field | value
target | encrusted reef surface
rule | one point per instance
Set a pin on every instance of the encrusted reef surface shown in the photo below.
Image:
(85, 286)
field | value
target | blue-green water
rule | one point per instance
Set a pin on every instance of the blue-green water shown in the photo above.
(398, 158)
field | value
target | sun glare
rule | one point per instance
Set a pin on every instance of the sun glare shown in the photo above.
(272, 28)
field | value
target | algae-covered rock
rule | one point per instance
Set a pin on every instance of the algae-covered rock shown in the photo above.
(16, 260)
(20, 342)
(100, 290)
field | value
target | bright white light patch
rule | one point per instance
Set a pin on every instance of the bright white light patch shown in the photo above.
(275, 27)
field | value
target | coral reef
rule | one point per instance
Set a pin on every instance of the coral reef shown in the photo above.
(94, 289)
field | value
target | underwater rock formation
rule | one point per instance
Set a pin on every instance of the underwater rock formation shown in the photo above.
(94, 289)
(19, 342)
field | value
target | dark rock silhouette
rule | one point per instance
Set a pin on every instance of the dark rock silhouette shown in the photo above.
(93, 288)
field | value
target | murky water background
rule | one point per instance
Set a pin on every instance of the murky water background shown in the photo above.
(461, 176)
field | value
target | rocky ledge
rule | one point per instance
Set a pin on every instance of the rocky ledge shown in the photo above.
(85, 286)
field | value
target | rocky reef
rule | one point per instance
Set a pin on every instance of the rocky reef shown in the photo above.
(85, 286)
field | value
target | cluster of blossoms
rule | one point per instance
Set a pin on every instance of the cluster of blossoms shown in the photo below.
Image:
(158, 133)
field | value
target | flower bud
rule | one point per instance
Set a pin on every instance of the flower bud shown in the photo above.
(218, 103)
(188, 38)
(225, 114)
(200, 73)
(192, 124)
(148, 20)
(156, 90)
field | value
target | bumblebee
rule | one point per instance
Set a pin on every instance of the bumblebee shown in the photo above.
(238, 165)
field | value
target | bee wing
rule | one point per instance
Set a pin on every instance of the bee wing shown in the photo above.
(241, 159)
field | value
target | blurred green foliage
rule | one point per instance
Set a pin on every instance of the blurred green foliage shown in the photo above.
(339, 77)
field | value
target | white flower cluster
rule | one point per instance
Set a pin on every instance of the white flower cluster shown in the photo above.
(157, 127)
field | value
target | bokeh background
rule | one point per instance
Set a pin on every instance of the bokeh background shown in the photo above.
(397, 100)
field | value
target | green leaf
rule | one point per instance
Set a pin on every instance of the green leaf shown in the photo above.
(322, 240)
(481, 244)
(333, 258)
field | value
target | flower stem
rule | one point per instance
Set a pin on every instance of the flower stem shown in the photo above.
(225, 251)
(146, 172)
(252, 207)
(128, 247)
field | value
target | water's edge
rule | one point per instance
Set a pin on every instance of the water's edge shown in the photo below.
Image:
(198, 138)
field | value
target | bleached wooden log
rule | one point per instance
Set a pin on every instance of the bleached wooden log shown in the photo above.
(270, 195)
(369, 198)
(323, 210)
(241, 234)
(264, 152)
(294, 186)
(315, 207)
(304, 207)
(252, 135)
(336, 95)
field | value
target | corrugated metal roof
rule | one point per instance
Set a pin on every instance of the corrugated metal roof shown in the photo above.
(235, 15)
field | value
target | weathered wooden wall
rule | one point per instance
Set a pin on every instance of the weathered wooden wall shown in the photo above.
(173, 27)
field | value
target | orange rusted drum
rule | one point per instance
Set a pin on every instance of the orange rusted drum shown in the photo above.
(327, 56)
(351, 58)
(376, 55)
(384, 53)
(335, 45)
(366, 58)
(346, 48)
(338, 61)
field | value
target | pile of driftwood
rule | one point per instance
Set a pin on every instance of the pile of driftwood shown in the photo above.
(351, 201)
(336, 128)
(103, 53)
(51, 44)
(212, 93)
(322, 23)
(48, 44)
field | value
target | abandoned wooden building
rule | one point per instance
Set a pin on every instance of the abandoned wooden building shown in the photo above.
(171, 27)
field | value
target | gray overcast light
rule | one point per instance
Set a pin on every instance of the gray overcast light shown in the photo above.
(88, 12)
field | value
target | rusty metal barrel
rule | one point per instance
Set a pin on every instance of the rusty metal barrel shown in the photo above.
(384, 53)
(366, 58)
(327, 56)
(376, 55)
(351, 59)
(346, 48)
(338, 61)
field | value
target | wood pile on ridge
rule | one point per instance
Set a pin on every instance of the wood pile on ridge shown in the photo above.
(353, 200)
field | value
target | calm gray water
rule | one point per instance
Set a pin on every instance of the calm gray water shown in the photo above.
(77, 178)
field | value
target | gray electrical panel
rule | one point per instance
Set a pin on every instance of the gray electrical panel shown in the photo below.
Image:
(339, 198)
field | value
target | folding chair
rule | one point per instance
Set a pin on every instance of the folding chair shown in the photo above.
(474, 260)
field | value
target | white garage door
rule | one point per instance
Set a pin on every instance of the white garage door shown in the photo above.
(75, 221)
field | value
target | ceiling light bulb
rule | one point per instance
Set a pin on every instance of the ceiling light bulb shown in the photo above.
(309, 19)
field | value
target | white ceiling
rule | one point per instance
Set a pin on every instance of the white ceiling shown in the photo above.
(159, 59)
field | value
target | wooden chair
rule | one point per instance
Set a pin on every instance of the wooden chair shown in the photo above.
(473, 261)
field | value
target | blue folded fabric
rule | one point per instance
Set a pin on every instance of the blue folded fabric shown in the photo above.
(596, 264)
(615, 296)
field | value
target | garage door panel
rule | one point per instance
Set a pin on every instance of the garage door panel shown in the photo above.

TASK DETAILS: Restate each record word for word.

WRITTEN ANSWER:
field | value
target | encrusted reef surface
rule | one point per instance
Set a pin on every instance of the encrusted reef surface shown in the photo below.
Image:
(85, 286)
field | value
target | blue-green water
rule | one point per instance
Set a pin on every instance of the blue-green water shown in the photo above.
(398, 158)
field | value
target | sun glare
rule | one point per instance
Set a pin on every instance of the sun glare shown in the photo above.
(272, 28)
field | value
target | algae-covered rock
rule | one point per instance
Set a pin on every instance of the algae-covered rock shown in the photo above.
(16, 260)
(20, 342)
(100, 290)
field | value
target | bright white light patch
rule | one point per instance
Set a pin on every instance of the bright white light patch shown in the photo above.
(275, 27)
field | value
target | coral reef
rule | one point per instance
Set a pin on every instance of the coral reef shown in the photo above.
(94, 289)
field | value
target | underwater rock formation
rule | one point per instance
Set a pin on every instance of the underwater rock formation shown in the photo above.
(94, 289)
(19, 342)
field | value
target | dark rock silhouette
rule | one point per instance
Set a pin on every instance of the dark rock silhouette shown in the photo above.
(93, 288)
field | value
target | murky water background
rule | one point per instance
Set a pin on every instance of the murky water background shown in the photo above.
(461, 176)
field | value
target | rocky ledge
rule | one point per instance
Set a pin on every instance of the rocky ledge shown in the photo above.
(85, 286)
field | value
target | rocky reef
rule | one point per instance
Set a pin on every instance of the rocky reef shown in the photo above.
(85, 286)
field | value
target | cluster of blossoms
rule | one point per instance
Set a pin on every instance of the cluster of blossoms shown in the photo below.
Image:
(158, 133)
field | value
target | flower bud
rule | one point per instance
Set a pin on every instance of the flower bud shown in the photo above.
(218, 103)
(188, 38)
(225, 114)
(200, 73)
(192, 124)
(148, 20)
(156, 90)
field | value
target | bumblebee
rule | one point per instance
Set a pin on every instance of the bumblebee shown in the photo above.
(238, 165)
field | value
target | bee wing
rule | one point per instance
Set a pin on every instance of the bee wing shown in the photo above.
(241, 159)
field | value
target | blurred green foliage
rule | one point per instance
Set a pin on every instance of the blurred green foliage shown in the photo above.
(339, 77)
field | value
target | white flower cluster
rule | one point per instance
Set a pin on every instance of the white flower cluster shown in the photo above.
(157, 127)
field | value
target | bokeh background
rule | one point per instance
Set a pin on every instance of the bokeh background shown in the photo above.
(397, 100)
field | value
target | green leaf
rule | one point per instance
Set a pin on every instance of the green leaf shown in the photo above.
(322, 240)
(481, 244)
(333, 258)
field | value
target | flower stem
rule | one point per instance
Set a pin on every instance of the flower stem shown in the photo above.
(225, 251)
(146, 172)
(252, 207)
(128, 247)
field | value
target | water's edge
rule | one point per instance
Set a pin on every instance of the water's edge shown in the photo below.
Image:
(198, 138)
field | value
target | bleached wooden log
rule | one point per instance
Set a pin on every instance of the bleached wooden log shown in the photo above.
(270, 195)
(369, 198)
(323, 210)
(241, 234)
(264, 152)
(294, 186)
(315, 207)
(304, 207)
(252, 135)
(336, 95)
field | value
target | corrugated metal roof
rule | one point per instance
Set a pin on every instance of the corrugated metal roof shown in the photo above.
(235, 15)
field | value
target | weathered wooden wall
rule | one point per instance
Set a pin on every instance of the weathered wooden wall shown in the photo above.
(173, 27)
field | value
target | orange rusted drum
rule | one point per instance
Set a pin on every instance of the orange rusted drum shown in the photo above.
(327, 56)
(351, 58)
(376, 55)
(384, 53)
(335, 45)
(366, 58)
(346, 48)
(338, 61)
field | value
target | pile of driftwood
rule | one point per instance
Set a pin on every instance of the pile of driftwood shown in the photo above.
(351, 201)
(336, 128)
(103, 53)
(51, 44)
(212, 93)
(322, 23)
(48, 44)
field | value
target | abandoned wooden building
rule | one point per instance
Set a pin on every instance of the abandoned wooden building shown in the photo above.
(171, 27)
field | value
target | gray overcast light
rule | one point per instance
Set a pin on every instance of the gray overcast light shown in the photo above.
(88, 12)
field | value
target | rusty metal barrel
rule | one point per instance
Set a pin on every instance of the rusty metal barrel shown in the photo above.
(384, 53)
(366, 58)
(327, 56)
(376, 55)
(351, 59)
(346, 48)
(338, 61)
field | value
target | wood pile on ridge
rule | one point per instance
Set a pin on every instance of the wood pile on ridge shown in the photo above.
(353, 200)
field | value
target | calm gray water
rule | one point per instance
Set a pin on every instance of the calm gray water shown in the photo above.
(77, 178)
field | value
target | gray electrical panel
rule | one point per instance
Set a pin on every instance of the gray electrical panel shown in the photo below.
Image:
(339, 198)
field | value
target | folding chair
rule | one point per instance
Set a pin on every instance of the folding chair shown in the photo above.
(474, 260)
field | value
target | white garage door
rule | one point per instance
Set a pin on every instance of the white garage door shown in the photo above.
(75, 221)
field | value
target | ceiling light bulb
rule | one point per instance
Set a pin on every instance of the ceiling light bulb shown in the photo above.
(309, 19)
field | value
target | white ceiling
rule | one point per instance
Set a pin on every instance of the white ceiling shown in the photo above.
(159, 59)
field | value
target | wooden chair
rule | one point per instance
Set a pin on every instance of the wooden chair shown in the photo above.
(473, 261)
field | value
target | blue folded fabric
rule | one point per instance
Set a pin on every instance of the blue folded fabric shown in the photo above.
(596, 264)
(615, 296)
field | value
target | garage door panel
rule | one point per instance
Set a pin on every instance of the garage door panel shown in the photo above.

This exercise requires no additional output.